• Instructions for the task:
With nothing left out, give the data back exactly.

Excerpts from a dataset

++++

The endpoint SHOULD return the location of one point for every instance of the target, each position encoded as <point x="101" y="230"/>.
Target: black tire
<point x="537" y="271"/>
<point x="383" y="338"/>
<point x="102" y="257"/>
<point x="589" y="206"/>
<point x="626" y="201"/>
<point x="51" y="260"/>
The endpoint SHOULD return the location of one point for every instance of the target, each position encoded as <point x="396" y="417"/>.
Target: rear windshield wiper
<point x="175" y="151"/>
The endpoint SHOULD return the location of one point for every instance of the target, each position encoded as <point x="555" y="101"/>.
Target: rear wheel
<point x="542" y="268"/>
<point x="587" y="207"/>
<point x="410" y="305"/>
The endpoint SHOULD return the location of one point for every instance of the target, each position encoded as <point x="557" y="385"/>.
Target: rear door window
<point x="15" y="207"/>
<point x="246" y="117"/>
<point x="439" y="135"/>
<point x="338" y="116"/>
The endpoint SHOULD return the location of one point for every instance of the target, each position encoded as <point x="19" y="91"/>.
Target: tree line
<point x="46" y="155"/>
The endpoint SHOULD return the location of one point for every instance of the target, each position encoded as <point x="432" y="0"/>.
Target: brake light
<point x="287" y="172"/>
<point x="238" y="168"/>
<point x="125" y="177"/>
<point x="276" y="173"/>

++++

• Output below:
The endpoint SHOULD return the location of one point for every instance of the target, each position encoded as <point x="101" y="230"/>.
Target: black tire
<point x="537" y="271"/>
<point x="383" y="338"/>
<point x="102" y="257"/>
<point x="589" y="206"/>
<point x="626" y="201"/>
<point x="51" y="260"/>
The endpoint SHOULD return the location of one point for every instance of the target, each position encoded as <point x="396" y="417"/>.
Target: rear windshield wiper
<point x="175" y="151"/>
The endpoint SHOULD return the location of one point for every instance of the target, each position encoded as <point x="555" y="101"/>.
Target: rear wheel
<point x="542" y="268"/>
<point x="587" y="207"/>
<point x="410" y="305"/>
The endpoint SHOULD return the location of one point for every instance of the target, each position encoded as <point x="557" y="385"/>.
Target: rear door window
<point x="15" y="207"/>
<point x="246" y="117"/>
<point x="439" y="135"/>
<point x="338" y="116"/>
The endpoint SHOULD return the location of one point for every instance of the target, each position encoded as <point x="19" y="91"/>.
Target: tree line
<point x="46" y="155"/>
The endpoint SHOULD return the location of one point for every instance of the target, each position encoded as <point x="432" y="0"/>.
Target: brake light
<point x="287" y="172"/>
<point x="238" y="168"/>
<point x="125" y="177"/>
<point x="276" y="173"/>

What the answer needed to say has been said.